◆ **Problem details**: Your answer should be one number: how many lines below hold the word "above".

[Stored data entries]

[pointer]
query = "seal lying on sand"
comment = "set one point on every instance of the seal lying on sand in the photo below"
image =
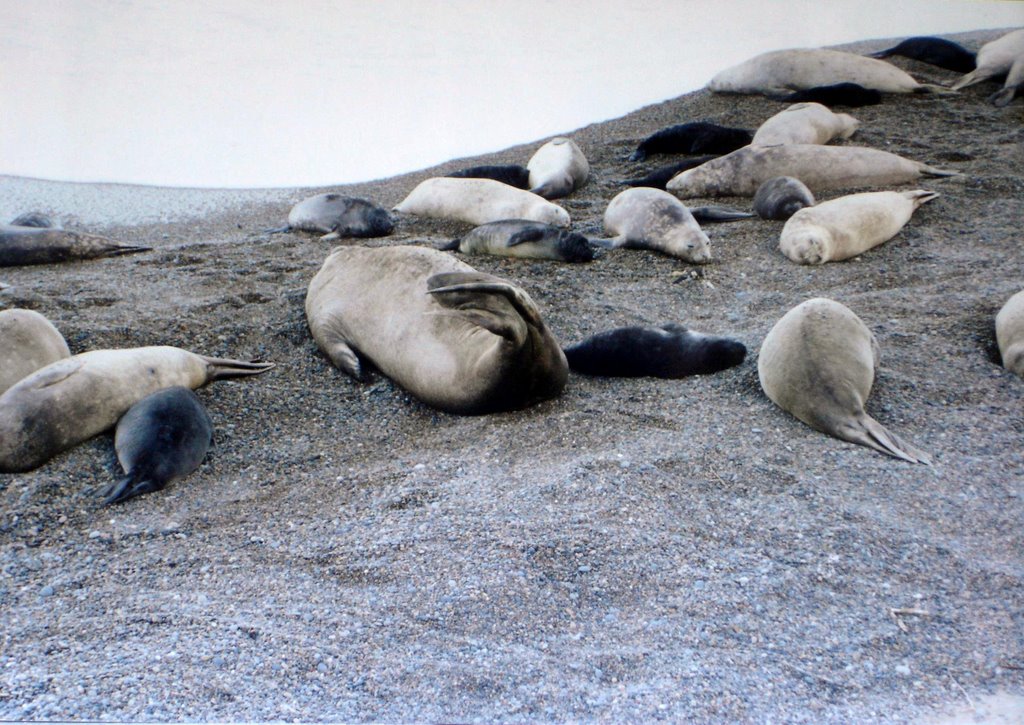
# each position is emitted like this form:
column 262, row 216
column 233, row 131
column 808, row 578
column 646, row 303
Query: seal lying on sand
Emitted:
column 818, row 364
column 162, row 437
column 73, row 399
column 667, row 351
column 457, row 339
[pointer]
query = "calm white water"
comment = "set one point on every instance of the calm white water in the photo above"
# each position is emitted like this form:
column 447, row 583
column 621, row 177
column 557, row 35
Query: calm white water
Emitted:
column 240, row 93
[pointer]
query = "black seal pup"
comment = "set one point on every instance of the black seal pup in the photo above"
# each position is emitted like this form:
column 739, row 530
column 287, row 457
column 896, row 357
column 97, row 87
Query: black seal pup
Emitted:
column 161, row 438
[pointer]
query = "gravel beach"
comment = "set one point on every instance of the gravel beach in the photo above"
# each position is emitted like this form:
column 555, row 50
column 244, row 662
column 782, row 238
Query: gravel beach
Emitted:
column 634, row 550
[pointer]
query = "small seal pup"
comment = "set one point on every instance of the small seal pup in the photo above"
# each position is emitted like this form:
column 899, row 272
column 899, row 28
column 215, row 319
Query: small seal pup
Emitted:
column 459, row 340
column 781, row 197
column 28, row 341
column 844, row 227
column 649, row 218
column 512, row 174
column 557, row 169
column 782, row 71
column 820, row 168
column 161, row 438
column 667, row 351
column 479, row 201
column 31, row 245
column 71, row 400
column 527, row 240
column 818, row 365
column 805, row 123
column 693, row 137
column 934, row 51
column 1010, row 334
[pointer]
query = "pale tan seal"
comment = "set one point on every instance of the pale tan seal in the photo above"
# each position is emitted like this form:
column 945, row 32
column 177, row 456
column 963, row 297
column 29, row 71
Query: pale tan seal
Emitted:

◆ **Your response**: 5